→ ESTRATTO DEL DOCUMENTO:

La parabola di Elsa Fornero si sta compiendo ogni giorno di più verso l’insuccesso, inesorabilmente, per il progressivo scollamento tra il personaggio più pittoresco della compagine del governo Monti e il vasto consenso – o almeno la simpatica curiosità – che era stato suscitato, all’inizio dell’esperienza governativa, dalla sua colorita personalità.



L’assertiva ministro del Lavoro del governo Monti ha dimostrato, con la vicenda degli esodati, l’abisso che può dividere un eccellente teorico da un bravo tecnico, e ancor più da un bravo tecnico con sensibilità politica. Lei si è rivelata un mero teorico, e cosa tanto più grave e imprevedibile è stata che questa defaillance l’ha rivelata proprio nell’unico settore di cui aveva e ha un’indiscussa competenza, maturata negli anni di assistentato al “guru” della previdenza italiana Onorato Castellino.



Che, insomma, la Fornero fosse del tutto digiuna di problemi del mondo del lavoro, e che quindi fosse – a dispetto della sua attitudine secchiona di studiosa a oltranza – inadatta a concentualizzare una riforma praticabile efficace, era prevedibile: l’aveva, per esempio, pronosticato un “duro” del sindacato come l’attuale europarlamentare Sergio Cofferati, e i fatti gli hanno dato ragione. La riforma è stata capace di scontentare tutti: i sindacati con l’inutile e parziale indebolimento dell’articolo 18 e le imprese con le barriere erette contro la flessibilità in entrata. Ed è ancora ferma in Parlamento. Ma che sbagliasse anche sulla previdenza, era imprevedibile. Come imprevedibile era che insistesse nello sbagliare la comunicazione, a dispetto dei valorosi sforzi del suo portavoce.

Ieri alla Camera si è avuta una chiassosa e già troppo violenta apoteosi, con la protesta dei precari e degli studenti di “Occupy Fornero”, sfociata in scontri, con un agente ferito. Ma il problema degli esodati è stato ben altro. La Fornero “non poteva non sapere” che allungando l’età pensionabile con la sua riforma avrebbe tagliato le gambe a centinaia di migliaia di esodati. E non è possibile che non abbia avuto dei dati al riguardo.

→ RIGHE FORNITE:
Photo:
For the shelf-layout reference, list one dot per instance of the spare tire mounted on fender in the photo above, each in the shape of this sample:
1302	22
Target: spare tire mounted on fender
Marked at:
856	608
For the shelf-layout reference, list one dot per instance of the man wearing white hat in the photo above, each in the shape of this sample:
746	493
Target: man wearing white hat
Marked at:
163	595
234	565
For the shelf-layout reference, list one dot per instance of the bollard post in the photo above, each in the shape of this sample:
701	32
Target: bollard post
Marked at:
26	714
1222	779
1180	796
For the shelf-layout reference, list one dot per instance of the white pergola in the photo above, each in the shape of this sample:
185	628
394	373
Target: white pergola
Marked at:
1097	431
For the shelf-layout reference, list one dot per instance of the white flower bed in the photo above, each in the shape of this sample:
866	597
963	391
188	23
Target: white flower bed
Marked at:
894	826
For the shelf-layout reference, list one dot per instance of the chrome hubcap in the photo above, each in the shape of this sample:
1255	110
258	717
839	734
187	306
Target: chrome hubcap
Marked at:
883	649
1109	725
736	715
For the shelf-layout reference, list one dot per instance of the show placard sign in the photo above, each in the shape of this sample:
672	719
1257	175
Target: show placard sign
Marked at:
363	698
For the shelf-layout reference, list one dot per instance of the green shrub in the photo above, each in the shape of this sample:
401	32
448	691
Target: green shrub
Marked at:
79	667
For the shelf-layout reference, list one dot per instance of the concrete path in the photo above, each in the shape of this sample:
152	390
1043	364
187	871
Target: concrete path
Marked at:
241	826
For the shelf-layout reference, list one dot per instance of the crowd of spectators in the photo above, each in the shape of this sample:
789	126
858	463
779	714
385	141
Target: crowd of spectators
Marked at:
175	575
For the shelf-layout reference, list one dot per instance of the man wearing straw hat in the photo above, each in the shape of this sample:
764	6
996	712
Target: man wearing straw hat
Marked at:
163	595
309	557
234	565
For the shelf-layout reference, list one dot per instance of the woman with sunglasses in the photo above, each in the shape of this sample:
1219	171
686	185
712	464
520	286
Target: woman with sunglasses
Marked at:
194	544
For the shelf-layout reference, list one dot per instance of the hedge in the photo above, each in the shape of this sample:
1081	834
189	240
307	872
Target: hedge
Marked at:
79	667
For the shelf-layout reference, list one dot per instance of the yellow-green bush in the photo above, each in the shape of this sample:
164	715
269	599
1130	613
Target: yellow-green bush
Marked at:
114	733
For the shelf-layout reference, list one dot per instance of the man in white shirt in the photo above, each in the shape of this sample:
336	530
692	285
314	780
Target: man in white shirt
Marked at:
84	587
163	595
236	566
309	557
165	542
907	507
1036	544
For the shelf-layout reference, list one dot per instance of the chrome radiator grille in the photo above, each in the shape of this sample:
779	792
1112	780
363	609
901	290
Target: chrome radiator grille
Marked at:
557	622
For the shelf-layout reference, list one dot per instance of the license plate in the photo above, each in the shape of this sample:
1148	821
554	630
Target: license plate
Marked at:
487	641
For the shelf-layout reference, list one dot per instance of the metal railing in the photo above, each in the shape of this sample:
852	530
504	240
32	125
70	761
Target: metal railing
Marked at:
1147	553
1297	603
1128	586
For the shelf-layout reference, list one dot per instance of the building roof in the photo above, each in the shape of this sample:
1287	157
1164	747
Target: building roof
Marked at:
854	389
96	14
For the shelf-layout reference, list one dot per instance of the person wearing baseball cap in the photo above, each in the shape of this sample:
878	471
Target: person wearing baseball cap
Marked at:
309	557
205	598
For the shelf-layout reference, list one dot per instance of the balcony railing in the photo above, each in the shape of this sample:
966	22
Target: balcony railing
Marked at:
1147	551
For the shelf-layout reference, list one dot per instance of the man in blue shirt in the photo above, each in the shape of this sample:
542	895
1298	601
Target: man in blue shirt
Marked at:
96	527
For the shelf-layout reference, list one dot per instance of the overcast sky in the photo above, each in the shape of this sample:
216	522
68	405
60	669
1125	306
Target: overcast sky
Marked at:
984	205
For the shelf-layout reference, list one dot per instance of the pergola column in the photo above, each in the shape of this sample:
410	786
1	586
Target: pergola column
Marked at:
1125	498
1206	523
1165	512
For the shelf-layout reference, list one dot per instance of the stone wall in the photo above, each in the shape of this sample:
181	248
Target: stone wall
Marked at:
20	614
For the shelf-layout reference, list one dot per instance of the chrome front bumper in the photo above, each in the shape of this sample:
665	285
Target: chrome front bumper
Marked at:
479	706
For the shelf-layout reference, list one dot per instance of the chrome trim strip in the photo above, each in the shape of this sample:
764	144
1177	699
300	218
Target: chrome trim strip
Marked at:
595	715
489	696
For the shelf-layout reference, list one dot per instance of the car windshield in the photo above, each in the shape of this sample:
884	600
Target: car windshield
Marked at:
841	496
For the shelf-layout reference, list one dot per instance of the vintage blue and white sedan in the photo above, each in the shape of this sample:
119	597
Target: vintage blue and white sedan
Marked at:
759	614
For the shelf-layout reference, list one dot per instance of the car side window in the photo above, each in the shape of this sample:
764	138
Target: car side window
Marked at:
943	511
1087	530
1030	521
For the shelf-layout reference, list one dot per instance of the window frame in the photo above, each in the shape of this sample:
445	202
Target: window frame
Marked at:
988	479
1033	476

→ PROBLEMI DA RISOLVERE:
1) Secondo l'articolo su Elsa Fornero, di chi era stata assistente la ministra negli anni in cui aveva maturato la sua competenza sulla previdenza?
2) Riprendi l'articolo su Elsa Fornero dal punto in cui si interrompe e prosegui la scrittura.
Le righe non hanno alcun ruolo in questo lavoro.

→ RISPOSTE AGLI ESERCIZI:
1) Di Onorato Castellino, il “guru” della previdenza italiana.

2)
Limitarsi a dare una cifra largamente inferiore al vero – 65mila – e comunque a gestirla in netto ritardo sulla riforma stessa e dietro sollecitazione degli eventi esterni è stato il primo errore. Già molto grave e reiterato, in quanto a tutt’oggi una risposta legislativa al problema non è stata ancora fornita, al di là di generiche ancorché reiterate rassicurazioni. Insistere poi nel sottovalutare il problema numerico, fino a farsi cogliere in contropiede dai dati Inps, è stato enorme. E non a caso, contro di lei – che ha attaccato il vertice dell’Istituto sul metodo di diffusione dei dati – s’è levato un coro di critiche bipartisan, anche dall’interno dei partiti che sostengono Monti.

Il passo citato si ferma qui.